Text passage
*-*-*

Thursday, September 28, 2006

Rainy days and daisy ways

The title means absolutely nothing. It just sounded good to this writer this morning. I woke up to rain. Actually, I could hear it under the tires of the vehicles passing our house. And when I looked at the bold red numerals on the alarm clock, 7:27 a.m., I was so sure it was much earlier. The sky was so gray. I thought I'd sleep awhile longer since it's such a gloomy morning. But the book on the night table caught my eye. No, I should be reading.

Reading is an important activity for a writer. I've read that countless times. Reading isn't important just to know what the competition is doing, but how the competition is writing. Reading is a study of each writer's process and progress, a continual growth thing. Getting better with each story one writes; figuring out how to write from the beginning to the middle to the end.

I'm just about at mid-point of this particular novel that I'm writing. If I can write one chapter a day, in 30 days I'll have a rough draft finished. It sounds ambitious. But it's something I can do. It's realistic for me. And now it's time for me to get to it. I have a full schedule today. I don't have time for procrastination this morning. Procrastination...a common ailment--or is it just a state of mind--for writers. :D

Tuesday, September 26, 2006

Sunny side of the street

Today was a beautiful day in our fair state. The sun shone, the sky was blue, a stark contrast to the autumn leaves of red, yellow and orange. It reminded me of a photograph I took about seven years ago. Seven...that is a symbol of completeness. Interesting thought. Here I am seven years after leaving my full time newspaper editor's position. Seven years of learning, stretching and growing. Seven years of finishing some things I started--like raising children. Seven years of learning my craft of writing...a long haul for DH who thinks I'm never going to get my work published. Of course, he still thinks there is "just" one novel, even when he comes into my office and sees the shelves lined with folders, the piles of notebooks and papers, all works in progress for one project or another.

Am I complete? Hm. Another interesting question. I had an enlightenment yesterday, an epiphany, as I was working on my novel. Some truths made themselves known to me and I have to admit, I was taken by surprise. I don't know why I didn't see these things before. I mean, they were right there in front of me all the time! But I didn't see them, I guess, until the proper time. Interesting.

*-*-*

Dataset

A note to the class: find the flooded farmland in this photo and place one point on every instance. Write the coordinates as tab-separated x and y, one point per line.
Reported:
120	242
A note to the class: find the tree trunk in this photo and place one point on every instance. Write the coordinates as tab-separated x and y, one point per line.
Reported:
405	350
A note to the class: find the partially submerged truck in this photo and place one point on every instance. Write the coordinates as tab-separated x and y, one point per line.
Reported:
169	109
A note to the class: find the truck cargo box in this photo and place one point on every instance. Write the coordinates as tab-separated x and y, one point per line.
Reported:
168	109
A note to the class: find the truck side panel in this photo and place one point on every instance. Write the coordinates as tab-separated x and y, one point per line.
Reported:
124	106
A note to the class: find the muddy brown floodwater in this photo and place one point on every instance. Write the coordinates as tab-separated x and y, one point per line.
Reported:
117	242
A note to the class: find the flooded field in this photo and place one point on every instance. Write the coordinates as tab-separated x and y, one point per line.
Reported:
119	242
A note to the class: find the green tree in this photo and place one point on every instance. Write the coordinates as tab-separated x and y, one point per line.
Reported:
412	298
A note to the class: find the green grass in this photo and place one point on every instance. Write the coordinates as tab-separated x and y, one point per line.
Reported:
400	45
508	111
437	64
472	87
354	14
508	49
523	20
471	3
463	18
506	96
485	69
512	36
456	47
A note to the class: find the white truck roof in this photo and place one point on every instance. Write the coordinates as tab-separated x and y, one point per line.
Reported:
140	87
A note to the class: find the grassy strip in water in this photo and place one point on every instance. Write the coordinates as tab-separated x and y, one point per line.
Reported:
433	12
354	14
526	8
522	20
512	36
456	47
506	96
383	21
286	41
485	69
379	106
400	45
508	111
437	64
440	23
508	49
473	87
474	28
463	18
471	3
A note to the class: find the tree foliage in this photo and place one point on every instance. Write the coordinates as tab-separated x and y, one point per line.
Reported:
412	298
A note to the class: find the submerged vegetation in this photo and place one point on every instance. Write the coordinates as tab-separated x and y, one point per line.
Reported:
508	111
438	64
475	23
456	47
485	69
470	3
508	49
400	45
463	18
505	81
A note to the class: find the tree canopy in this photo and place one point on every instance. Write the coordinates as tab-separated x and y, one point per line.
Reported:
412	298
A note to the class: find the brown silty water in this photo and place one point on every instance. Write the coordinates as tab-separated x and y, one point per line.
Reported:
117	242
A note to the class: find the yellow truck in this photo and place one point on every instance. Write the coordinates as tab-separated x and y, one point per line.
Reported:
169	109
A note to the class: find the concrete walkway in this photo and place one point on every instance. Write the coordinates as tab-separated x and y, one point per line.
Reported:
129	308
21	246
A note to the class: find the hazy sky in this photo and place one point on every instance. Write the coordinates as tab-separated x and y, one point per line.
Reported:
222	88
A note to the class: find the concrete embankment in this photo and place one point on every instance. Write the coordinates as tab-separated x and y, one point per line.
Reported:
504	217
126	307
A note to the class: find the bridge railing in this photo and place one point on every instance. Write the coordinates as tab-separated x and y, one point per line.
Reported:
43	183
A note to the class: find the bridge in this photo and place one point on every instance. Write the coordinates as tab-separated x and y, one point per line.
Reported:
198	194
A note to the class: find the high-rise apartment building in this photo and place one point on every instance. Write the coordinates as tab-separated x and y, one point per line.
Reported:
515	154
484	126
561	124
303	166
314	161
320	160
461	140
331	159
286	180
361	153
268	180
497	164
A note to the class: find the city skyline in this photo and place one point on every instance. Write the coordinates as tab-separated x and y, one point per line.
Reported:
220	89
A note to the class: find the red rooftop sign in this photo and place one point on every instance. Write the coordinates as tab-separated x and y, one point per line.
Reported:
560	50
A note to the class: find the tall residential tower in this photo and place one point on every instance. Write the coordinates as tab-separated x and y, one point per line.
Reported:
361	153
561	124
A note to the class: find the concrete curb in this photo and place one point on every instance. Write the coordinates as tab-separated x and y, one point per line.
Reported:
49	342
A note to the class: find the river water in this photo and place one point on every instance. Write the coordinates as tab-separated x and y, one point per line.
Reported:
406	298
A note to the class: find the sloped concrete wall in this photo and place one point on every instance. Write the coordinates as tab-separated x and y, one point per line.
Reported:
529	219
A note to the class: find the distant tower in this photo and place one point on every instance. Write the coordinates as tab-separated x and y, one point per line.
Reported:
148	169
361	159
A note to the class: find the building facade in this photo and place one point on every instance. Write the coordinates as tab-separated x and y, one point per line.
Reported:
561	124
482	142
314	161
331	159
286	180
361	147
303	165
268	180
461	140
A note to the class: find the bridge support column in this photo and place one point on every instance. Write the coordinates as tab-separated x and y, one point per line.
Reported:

*-*-*

Continue the writer's blog entries above from their last sentence.

So, I am ready to begin writing chapters 13, 14, and 15 of a 33-chapter novel. I decided the number of chapters this morning. How many chapters, I asked myself, will it take to tell this story: beginning (introducing problems), middle (defining problems), and end (resolving problems). Well, how many lines are there on this piece of paper at the back of my notebook? 33. Well, that means chapters 1-11 for the beginning, chapters 12-22 for the middle and chapters 23-33 for the end. I began to make plotting notes to myself so I can keep control of my story as the rough draft is written from beginning, through the middle, to the end. It sounds simple, but again, until the time is right, it just doesn't make sense or fall into place. Could I have learned it faster, sooner, in my younger years? Or was I on my way when I decided to take that first newspaper job? Did I hamper my own growth as a writer by working that 24/7/365 job?

I guess that's a moot point and doesn't really matter since I can't go back and change a thing. But I can begin from here because I know more about my craft. I may have more to learn, but I will take what I know at this moment and move forward.

My mom and I sat on the patio all afternoon with our crochet hooks. We talked and giggled and laughed out loud, enjoying the sunshine, the blue skies, the companionship, the tea, the crocheting. I can't remember when I last did that. But I know we make time for the people and things that mean something to us. Mom. Dad. Sonny. My children. My grandchildren. My marriage. My faith. My writing. All are meaningful to me, but are not always in the same order.

I am only now at my midlife mark. I have another half of a life to live and learn and love and write.

Thursday, September 21, 2006


I posted to one of my favorite writing groups today. What is your inspiration, given that Steinbeck--or was it Hemingway?--said that a writer can't be married to his/her inspiration?The writer's mate is the one who keeps the writer's feet on the ground. The passion of a writer's life keeps them writing, creating.

I've been thinking about that some, of late. Does a soulmate have to be the person you love and to whom you are married? Or can you have soulmates who share common interests with you? I don't know.

Does my mate keep my feet on the ground? Oh, yes. Is he my soulmate? As far as my children are concerned, yes. As far as my writing is concerned? Oh, no. He isn't interested in my writing at all. His interests end where the incoming checks are concerned, and he's not seen a lot of that.

My passion? Now, that's something I won't divulge. I have one. And when I think of that passion, my creative juices start flowing and I write well.

What is "passion"? Mr. Webster, if you please?

PASSION: n. 1. orig., a) suffering or agony, as of a martyr b) an account of this. 2 a) any of the Gospel narratives of Jesus' Passion and and of accompanying events. b) an artistic work, as an oratorio or a play, based on these narratives 3. a) any one of the emotions, as hate, grief, love, fear, joy, etc. b) [pl] all such emotions collectively; 4. extreme, compelling emotion; intense emotional drive or excitement; specif., a.) great anger, rage; fury b.) enthusiasm or fondness [a passion for music] c) strong love or affection d) sexual drive or desire; lust 5. the object of any strong desire or fondness 6 [Obs] the condition of being acted upon, esp. by outside influences...

SYN: passion usually implies a strong emotion that has an overpowering or compelling effect.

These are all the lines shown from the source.